# [Your goal]
Repeat the listing that follows exactly. Pictures are not part of the copy.

--- START ---

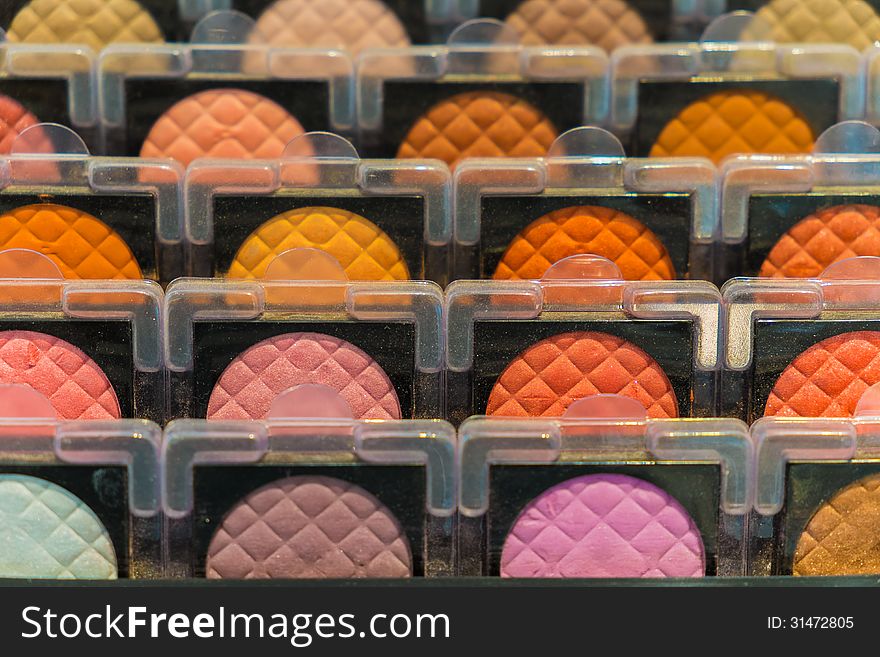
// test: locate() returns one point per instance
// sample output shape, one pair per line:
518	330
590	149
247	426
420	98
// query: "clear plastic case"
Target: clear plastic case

--- END ---

# [Result]
// test: locate() returns one point per instance
// sample output shape, one pair per line:
518	330
590	149
247	426
420	98
// query: "clear plastic case"
Target: clear plastic case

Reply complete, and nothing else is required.